# Directive:
Identify every line in the entries below that contains the word "woman" and copy each such line in full. The match is case-sensitive.

# Material to process:
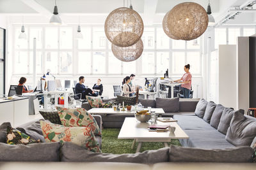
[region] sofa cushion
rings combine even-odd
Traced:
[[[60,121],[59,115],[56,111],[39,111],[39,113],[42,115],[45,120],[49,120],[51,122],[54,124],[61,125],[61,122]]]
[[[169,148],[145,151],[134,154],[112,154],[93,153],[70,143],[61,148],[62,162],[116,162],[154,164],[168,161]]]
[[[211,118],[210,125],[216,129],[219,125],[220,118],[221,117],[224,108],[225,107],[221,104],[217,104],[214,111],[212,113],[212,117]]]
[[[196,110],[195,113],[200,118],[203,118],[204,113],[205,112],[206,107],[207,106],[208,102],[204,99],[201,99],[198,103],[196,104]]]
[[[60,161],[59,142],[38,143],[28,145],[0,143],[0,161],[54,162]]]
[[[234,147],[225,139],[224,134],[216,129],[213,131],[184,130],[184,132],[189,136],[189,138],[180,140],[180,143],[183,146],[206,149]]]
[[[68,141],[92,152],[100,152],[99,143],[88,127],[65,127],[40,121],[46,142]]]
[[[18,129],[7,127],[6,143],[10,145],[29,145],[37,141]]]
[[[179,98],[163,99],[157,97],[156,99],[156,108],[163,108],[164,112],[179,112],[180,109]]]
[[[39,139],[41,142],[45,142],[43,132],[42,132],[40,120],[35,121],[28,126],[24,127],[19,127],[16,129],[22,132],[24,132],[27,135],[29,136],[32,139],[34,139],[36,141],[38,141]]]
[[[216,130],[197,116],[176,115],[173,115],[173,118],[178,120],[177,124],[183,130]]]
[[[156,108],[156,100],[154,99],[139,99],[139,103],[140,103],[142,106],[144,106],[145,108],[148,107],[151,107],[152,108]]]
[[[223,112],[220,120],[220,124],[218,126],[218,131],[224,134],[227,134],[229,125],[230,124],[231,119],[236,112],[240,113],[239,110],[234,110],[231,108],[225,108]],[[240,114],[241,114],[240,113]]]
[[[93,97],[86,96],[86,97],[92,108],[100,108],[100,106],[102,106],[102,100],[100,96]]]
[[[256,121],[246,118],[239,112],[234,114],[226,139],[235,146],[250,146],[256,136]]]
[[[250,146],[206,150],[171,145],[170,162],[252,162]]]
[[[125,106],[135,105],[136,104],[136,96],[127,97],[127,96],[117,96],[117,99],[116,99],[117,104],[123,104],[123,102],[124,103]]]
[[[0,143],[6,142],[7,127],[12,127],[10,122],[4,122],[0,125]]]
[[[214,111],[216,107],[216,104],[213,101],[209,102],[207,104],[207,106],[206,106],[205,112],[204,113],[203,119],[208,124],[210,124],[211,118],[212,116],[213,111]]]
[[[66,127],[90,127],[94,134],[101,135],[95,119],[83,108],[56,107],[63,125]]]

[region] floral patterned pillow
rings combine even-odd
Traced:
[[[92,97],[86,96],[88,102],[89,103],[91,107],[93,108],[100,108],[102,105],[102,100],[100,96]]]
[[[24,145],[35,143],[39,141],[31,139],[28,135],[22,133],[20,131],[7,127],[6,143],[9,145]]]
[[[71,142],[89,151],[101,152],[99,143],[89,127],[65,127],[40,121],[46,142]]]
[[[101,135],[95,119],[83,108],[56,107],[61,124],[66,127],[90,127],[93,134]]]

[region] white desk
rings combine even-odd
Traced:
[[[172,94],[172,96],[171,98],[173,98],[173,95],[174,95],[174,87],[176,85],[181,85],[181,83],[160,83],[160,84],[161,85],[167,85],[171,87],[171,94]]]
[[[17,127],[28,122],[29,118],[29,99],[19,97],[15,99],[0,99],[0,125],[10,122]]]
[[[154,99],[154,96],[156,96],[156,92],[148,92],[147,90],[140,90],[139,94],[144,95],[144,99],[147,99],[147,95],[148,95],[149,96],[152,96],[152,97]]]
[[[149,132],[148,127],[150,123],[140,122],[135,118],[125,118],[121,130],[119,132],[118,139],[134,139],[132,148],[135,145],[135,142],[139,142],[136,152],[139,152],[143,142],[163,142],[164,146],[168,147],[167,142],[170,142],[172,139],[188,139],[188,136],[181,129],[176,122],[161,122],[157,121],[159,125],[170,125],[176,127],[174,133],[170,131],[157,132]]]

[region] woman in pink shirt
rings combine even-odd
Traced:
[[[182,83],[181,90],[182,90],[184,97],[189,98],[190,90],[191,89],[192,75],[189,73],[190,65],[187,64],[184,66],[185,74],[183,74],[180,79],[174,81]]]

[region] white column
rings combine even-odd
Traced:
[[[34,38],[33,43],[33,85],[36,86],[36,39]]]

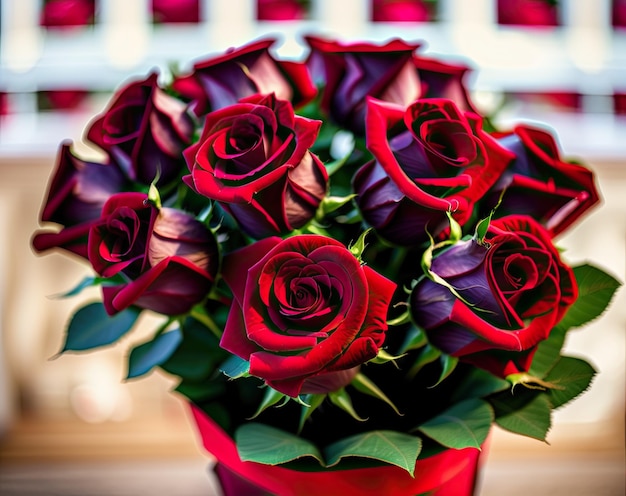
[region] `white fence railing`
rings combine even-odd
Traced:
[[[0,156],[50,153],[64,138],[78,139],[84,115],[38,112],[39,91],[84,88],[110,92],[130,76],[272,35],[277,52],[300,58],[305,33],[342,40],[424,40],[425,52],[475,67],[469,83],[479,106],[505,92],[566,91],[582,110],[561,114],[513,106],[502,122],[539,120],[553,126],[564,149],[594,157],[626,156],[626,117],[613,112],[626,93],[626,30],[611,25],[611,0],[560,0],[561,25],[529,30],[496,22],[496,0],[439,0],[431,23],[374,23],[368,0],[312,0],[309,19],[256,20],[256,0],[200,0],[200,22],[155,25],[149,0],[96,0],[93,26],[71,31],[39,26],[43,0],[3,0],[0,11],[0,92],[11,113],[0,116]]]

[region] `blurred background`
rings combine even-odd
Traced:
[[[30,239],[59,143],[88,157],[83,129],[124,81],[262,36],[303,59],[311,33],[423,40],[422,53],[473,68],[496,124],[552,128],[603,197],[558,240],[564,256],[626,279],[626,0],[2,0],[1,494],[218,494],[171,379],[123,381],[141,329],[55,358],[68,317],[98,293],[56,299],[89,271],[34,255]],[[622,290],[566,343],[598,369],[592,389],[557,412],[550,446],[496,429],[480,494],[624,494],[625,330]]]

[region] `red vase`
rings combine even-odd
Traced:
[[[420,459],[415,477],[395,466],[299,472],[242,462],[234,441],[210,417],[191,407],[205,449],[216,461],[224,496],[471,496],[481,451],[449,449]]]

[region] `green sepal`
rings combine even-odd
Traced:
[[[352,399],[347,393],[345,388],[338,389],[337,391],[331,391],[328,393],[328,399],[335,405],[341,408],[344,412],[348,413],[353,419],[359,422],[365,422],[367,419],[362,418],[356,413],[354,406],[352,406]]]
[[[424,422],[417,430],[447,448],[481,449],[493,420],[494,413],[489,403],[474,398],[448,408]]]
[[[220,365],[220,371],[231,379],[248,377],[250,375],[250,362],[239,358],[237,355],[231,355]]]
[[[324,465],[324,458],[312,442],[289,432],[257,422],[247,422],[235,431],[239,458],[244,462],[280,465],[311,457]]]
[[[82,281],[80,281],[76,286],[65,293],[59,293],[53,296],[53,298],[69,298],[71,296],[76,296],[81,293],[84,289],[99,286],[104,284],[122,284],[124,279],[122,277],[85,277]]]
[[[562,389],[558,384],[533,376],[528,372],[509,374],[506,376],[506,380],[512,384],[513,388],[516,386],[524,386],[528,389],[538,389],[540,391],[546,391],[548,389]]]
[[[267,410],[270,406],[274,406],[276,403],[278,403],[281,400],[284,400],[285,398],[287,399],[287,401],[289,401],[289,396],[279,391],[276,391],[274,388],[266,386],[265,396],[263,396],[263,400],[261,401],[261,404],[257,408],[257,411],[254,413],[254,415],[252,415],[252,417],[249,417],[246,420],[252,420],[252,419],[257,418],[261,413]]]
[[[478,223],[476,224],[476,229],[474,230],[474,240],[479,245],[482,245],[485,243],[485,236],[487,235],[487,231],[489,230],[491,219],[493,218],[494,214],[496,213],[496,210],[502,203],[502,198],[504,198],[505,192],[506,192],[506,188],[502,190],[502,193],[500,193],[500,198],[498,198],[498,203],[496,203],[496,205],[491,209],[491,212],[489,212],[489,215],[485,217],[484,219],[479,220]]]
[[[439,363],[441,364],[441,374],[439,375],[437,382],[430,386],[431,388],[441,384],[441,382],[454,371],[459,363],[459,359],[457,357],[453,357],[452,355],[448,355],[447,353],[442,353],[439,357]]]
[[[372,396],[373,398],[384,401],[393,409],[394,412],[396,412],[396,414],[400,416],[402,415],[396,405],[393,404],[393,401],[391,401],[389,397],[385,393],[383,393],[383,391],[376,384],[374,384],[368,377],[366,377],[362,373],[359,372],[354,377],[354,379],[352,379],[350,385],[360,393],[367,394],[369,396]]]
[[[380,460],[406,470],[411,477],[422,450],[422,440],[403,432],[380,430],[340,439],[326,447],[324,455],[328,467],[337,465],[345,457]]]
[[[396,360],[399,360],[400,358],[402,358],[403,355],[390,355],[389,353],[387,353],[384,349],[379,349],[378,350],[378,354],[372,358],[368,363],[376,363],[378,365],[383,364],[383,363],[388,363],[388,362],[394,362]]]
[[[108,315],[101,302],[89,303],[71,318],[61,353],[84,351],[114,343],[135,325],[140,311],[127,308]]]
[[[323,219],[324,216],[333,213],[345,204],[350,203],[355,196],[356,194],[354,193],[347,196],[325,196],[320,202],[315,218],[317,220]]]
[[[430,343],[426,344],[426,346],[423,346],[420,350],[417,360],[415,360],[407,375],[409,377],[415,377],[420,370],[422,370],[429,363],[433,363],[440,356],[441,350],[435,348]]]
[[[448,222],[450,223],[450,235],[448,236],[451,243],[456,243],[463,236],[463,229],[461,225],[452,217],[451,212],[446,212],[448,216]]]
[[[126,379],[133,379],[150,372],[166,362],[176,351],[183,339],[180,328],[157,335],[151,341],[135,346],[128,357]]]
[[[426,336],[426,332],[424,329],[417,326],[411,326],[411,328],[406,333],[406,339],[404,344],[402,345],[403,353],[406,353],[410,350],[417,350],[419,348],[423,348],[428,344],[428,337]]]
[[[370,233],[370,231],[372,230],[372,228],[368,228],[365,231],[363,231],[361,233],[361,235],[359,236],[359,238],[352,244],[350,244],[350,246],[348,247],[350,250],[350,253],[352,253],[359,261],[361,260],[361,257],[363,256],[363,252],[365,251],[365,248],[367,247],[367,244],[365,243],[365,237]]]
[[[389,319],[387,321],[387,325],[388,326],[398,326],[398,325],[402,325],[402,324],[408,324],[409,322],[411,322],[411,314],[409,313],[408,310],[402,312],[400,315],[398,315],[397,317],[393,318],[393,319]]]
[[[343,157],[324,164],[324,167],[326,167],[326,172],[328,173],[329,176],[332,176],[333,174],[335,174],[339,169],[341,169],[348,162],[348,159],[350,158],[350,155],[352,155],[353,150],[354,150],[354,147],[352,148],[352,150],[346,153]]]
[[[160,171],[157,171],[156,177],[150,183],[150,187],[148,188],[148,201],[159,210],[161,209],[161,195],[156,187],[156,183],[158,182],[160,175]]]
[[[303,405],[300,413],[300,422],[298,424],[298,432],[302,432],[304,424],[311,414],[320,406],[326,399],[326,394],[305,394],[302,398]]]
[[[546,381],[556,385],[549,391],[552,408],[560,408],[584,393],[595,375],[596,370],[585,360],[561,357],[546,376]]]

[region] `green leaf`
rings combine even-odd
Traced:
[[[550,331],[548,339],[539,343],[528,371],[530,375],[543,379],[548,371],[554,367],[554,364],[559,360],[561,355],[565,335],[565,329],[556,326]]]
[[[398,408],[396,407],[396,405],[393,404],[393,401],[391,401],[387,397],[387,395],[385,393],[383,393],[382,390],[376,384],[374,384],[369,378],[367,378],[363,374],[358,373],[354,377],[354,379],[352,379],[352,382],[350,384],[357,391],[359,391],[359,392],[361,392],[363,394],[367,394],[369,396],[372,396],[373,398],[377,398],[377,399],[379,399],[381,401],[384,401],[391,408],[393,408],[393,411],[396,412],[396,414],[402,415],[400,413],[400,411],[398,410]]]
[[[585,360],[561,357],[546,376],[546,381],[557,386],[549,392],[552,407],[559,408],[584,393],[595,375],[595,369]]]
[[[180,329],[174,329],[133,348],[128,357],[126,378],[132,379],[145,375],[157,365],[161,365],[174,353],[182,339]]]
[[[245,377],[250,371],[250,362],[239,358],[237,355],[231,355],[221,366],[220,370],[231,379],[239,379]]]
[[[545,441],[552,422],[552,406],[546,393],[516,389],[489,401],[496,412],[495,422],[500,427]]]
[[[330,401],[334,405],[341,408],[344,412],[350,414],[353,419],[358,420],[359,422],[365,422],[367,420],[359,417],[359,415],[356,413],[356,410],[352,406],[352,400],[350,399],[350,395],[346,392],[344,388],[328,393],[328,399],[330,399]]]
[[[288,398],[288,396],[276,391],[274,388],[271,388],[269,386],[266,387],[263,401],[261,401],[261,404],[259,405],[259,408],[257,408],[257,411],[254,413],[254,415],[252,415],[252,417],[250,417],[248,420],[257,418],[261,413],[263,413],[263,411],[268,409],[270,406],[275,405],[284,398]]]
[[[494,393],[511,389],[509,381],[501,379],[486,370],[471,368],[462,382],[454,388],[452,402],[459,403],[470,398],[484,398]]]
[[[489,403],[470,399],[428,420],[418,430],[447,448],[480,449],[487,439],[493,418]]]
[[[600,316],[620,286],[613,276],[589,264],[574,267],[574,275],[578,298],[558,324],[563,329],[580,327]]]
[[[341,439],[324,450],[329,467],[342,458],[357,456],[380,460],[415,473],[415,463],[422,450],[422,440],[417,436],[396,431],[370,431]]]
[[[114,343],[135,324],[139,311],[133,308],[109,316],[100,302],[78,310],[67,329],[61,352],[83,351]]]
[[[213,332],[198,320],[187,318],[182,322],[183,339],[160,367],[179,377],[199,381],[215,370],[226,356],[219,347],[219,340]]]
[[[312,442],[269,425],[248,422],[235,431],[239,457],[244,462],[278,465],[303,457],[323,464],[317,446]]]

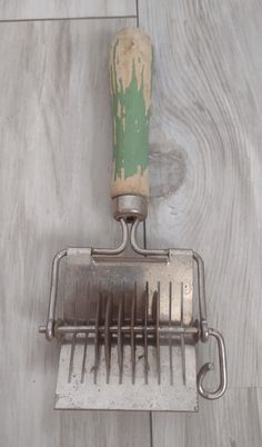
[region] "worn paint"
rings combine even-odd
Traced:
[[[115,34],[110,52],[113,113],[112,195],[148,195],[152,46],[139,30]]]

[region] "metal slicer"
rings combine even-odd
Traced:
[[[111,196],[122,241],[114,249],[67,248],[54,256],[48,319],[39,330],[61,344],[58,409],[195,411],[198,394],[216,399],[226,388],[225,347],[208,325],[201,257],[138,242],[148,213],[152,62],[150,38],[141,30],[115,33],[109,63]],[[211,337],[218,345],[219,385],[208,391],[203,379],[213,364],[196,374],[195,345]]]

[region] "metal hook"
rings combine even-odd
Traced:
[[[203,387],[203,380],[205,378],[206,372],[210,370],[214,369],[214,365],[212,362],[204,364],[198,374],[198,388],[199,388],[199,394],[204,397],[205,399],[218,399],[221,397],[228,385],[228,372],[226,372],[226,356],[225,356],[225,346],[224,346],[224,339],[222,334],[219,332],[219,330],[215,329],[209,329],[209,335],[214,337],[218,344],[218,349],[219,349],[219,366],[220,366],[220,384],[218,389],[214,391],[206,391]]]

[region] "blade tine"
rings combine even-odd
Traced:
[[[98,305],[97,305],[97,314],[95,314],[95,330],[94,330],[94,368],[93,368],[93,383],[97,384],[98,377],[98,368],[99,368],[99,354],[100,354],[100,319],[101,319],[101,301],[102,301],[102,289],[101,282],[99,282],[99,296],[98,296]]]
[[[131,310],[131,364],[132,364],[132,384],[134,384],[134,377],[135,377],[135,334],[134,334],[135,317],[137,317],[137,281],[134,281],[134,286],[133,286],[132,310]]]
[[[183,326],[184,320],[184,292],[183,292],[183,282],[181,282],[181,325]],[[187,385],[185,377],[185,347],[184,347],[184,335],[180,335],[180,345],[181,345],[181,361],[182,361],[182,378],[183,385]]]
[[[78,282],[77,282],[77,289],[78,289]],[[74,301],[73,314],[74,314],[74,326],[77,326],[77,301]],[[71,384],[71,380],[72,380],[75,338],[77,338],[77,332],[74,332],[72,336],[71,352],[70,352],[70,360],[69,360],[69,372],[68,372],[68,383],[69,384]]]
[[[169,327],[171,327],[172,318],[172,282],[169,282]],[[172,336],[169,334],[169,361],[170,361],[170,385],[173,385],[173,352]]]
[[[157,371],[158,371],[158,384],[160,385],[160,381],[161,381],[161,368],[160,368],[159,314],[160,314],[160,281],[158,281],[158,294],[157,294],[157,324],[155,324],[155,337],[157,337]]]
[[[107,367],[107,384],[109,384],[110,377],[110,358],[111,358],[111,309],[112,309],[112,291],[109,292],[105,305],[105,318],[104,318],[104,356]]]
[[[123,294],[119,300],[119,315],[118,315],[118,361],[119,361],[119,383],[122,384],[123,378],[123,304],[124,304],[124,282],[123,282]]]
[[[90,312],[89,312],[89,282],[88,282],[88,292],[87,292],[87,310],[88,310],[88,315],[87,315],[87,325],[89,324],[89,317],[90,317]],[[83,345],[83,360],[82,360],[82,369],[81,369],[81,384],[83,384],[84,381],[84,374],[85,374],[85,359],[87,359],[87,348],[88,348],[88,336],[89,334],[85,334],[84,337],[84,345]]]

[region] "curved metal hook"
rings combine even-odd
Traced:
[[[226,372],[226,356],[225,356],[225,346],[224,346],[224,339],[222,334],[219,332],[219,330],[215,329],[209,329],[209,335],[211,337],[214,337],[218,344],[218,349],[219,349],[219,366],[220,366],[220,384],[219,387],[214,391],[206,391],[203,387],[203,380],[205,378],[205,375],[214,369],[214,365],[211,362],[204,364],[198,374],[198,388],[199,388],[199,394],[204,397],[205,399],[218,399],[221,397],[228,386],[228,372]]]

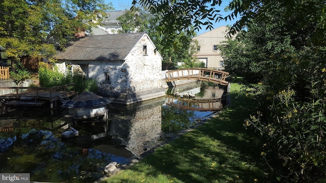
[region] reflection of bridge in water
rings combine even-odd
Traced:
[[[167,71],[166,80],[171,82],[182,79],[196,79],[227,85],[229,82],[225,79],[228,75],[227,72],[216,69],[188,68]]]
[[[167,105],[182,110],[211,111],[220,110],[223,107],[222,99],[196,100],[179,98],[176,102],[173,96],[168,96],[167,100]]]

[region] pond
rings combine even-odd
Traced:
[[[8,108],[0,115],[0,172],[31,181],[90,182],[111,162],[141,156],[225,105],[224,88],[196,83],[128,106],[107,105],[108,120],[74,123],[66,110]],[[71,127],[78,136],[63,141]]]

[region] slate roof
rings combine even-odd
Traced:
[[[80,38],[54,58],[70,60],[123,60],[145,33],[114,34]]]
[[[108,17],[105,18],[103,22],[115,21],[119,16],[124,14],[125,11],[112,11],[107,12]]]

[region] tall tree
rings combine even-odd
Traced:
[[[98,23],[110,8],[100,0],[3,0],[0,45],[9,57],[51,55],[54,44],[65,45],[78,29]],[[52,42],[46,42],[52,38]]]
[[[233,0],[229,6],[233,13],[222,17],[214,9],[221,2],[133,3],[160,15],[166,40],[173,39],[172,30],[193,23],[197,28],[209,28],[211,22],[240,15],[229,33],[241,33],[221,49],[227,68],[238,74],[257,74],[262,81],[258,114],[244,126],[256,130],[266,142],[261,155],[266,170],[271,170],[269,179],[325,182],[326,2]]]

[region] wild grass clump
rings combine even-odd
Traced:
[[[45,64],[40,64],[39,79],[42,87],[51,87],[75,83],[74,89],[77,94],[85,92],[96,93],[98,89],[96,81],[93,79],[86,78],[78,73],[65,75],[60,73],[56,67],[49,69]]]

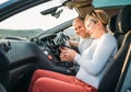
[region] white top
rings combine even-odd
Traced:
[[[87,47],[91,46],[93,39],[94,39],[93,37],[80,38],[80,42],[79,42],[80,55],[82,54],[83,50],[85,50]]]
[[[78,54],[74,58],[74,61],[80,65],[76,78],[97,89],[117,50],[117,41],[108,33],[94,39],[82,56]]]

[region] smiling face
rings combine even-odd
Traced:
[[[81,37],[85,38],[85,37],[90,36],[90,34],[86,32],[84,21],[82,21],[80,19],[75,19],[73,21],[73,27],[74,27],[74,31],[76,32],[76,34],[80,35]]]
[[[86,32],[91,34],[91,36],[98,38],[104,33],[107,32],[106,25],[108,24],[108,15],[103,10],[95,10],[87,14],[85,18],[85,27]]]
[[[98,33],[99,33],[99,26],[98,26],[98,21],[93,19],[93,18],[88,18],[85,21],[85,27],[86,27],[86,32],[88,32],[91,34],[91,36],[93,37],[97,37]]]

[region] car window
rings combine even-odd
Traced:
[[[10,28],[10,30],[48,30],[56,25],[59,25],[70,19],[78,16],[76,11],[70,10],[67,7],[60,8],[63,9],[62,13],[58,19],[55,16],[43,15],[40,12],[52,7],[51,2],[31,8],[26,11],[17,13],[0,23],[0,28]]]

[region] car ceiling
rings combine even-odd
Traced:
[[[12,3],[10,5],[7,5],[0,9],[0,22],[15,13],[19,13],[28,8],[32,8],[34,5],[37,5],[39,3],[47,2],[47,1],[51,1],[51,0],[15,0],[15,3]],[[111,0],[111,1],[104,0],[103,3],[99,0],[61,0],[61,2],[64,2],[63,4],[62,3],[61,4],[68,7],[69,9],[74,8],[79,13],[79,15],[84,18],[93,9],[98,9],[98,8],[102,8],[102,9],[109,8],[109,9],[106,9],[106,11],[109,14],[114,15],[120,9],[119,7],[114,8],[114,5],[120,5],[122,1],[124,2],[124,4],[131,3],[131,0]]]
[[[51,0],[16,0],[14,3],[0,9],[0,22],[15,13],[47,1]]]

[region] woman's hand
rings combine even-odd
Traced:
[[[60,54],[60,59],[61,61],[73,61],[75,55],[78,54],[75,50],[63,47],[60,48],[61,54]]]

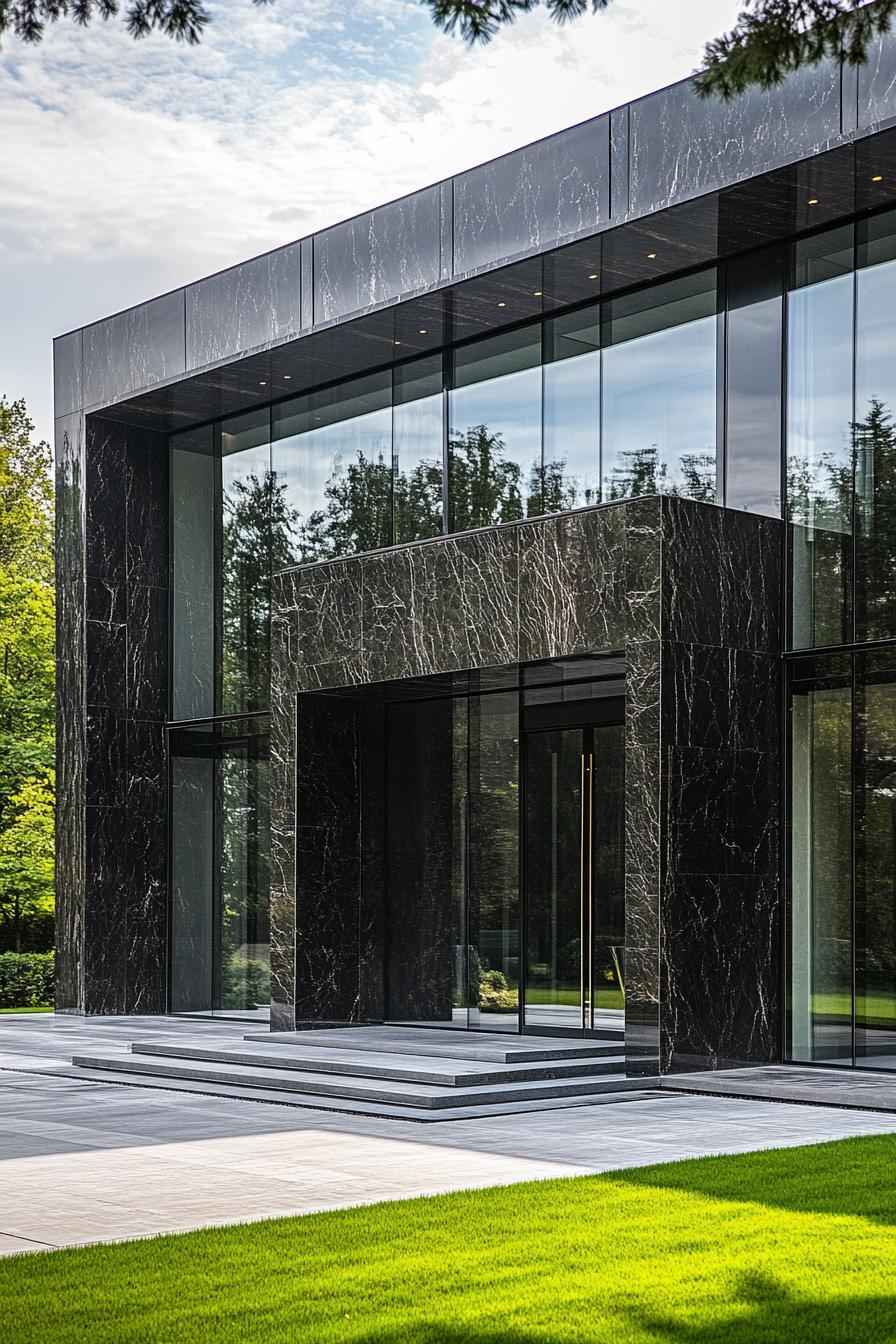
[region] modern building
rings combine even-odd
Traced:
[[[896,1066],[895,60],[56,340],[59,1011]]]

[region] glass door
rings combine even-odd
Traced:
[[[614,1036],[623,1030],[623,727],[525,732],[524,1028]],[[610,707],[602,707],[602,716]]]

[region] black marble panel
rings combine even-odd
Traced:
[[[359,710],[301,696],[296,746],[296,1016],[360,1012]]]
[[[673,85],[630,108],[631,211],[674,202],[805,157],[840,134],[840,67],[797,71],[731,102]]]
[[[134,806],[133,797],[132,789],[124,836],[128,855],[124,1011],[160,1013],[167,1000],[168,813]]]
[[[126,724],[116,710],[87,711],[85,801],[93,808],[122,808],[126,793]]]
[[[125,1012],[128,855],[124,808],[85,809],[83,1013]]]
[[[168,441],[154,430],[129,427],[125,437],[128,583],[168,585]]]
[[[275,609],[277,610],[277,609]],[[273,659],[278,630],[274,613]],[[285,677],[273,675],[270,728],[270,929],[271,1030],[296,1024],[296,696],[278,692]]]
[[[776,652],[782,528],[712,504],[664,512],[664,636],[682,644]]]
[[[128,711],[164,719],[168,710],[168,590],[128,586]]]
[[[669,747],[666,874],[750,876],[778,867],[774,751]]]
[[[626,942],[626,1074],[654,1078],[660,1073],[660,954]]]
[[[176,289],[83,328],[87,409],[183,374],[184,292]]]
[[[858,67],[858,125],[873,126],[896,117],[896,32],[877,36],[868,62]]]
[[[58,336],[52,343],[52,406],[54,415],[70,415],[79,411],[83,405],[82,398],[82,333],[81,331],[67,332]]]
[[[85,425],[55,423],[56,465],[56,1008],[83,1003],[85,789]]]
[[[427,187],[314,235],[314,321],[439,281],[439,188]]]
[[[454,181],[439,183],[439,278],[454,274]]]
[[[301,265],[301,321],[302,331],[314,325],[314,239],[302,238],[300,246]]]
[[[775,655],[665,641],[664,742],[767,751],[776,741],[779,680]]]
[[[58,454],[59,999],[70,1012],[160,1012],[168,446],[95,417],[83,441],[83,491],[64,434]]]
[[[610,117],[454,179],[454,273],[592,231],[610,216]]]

# Answer to the exercise:
[region] woman in pink shirt
[region] woman's hand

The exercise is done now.